◆ What to work on: Copy every record exactly.

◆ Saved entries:
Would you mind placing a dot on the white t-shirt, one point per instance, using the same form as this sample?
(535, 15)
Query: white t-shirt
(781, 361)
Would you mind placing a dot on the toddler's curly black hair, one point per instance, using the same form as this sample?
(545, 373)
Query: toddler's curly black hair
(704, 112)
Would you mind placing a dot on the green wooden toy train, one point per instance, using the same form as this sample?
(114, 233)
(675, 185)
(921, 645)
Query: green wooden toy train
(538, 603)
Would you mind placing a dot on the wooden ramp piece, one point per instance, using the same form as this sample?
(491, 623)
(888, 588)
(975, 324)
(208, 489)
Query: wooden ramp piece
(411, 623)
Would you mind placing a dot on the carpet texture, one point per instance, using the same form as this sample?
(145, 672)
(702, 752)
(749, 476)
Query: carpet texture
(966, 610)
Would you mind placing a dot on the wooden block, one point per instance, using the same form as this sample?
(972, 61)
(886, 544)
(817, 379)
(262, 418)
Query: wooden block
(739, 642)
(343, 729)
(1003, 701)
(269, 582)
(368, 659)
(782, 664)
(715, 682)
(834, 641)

◆ Solution to this task:
Would you mind placing a dot on the white t-shirt, one point per instance, using the same form as this sample?
(535, 15)
Query: white t-shirt
(781, 361)
Would you mind placing a dot on the toddler's curly black hair, one point per instance, using the same form as this sample?
(545, 373)
Query: toddler's curly black hair
(704, 112)
Would you mind placing a dot on the green wooden toy train, one point per instance, using the same form as this sample?
(114, 233)
(675, 185)
(921, 645)
Query: green wooden toy train
(538, 603)
Would you mind placing a dot on the wooden ramp piece, one point per instance, using the same form as this sample?
(491, 623)
(888, 588)
(975, 324)
(208, 489)
Query: wooden ramp piece
(411, 623)
Would you mind placing a dot on the carpet texture, one point per instance, using the same form as this sample?
(145, 672)
(702, 752)
(749, 476)
Query: carpet texture
(966, 610)
Would you mind placing a dot on the wooden block, one point per instance, using the same form as this sample?
(972, 61)
(886, 544)
(817, 379)
(262, 418)
Query: wooden block
(739, 642)
(343, 729)
(1003, 701)
(269, 582)
(368, 659)
(782, 664)
(715, 682)
(834, 641)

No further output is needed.